▶ **Data shown**:
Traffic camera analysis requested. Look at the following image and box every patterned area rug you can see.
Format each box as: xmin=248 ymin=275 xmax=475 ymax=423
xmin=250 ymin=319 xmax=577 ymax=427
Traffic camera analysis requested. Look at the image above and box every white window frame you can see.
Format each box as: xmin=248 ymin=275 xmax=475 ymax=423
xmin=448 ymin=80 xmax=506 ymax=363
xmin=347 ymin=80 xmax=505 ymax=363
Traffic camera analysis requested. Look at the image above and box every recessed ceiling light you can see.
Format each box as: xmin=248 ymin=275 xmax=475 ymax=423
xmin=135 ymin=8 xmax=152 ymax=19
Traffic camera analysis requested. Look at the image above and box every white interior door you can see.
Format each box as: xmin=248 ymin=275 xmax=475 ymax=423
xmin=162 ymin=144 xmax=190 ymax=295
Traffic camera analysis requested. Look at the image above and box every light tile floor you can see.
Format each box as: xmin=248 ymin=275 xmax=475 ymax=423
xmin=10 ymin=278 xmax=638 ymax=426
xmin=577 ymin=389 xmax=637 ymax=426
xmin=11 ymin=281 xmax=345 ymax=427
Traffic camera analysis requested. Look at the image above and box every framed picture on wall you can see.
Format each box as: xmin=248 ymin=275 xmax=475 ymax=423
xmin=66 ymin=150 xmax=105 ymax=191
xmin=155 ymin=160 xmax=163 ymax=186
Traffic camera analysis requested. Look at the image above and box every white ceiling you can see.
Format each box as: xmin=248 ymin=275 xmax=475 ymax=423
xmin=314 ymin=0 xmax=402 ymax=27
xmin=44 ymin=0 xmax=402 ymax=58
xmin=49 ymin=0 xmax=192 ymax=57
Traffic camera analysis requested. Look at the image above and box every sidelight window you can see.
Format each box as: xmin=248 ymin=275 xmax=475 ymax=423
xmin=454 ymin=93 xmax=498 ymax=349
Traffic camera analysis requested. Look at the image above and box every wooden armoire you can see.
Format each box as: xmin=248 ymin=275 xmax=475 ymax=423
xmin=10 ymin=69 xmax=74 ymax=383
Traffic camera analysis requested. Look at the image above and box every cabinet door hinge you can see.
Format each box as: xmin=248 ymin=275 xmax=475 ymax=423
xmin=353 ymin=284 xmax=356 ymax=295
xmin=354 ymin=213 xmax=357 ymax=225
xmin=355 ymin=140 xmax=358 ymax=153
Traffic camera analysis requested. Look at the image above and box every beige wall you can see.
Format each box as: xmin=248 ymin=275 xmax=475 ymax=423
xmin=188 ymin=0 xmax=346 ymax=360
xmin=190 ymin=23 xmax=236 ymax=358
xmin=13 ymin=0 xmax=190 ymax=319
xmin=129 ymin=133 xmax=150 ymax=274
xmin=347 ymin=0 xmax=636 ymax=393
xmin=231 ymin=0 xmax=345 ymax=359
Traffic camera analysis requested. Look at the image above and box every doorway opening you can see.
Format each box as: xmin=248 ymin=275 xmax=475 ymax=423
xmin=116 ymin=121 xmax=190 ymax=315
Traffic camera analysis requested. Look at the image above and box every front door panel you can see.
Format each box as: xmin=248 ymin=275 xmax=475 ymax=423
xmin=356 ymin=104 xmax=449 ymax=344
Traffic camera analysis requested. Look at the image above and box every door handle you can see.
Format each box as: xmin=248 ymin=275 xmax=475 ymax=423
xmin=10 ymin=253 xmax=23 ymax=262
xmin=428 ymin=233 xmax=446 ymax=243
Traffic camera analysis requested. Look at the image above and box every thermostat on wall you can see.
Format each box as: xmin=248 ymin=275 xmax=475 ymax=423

▶ **Activity**: Where a line of the listing holds "window", show that line.

▶ **Solution for this exercise**:
Traffic camera analysis requested. Look at the image above and box every white window frame you can see.
Traffic camera analysis requested. Look at the image above and box every sidelight window you can see.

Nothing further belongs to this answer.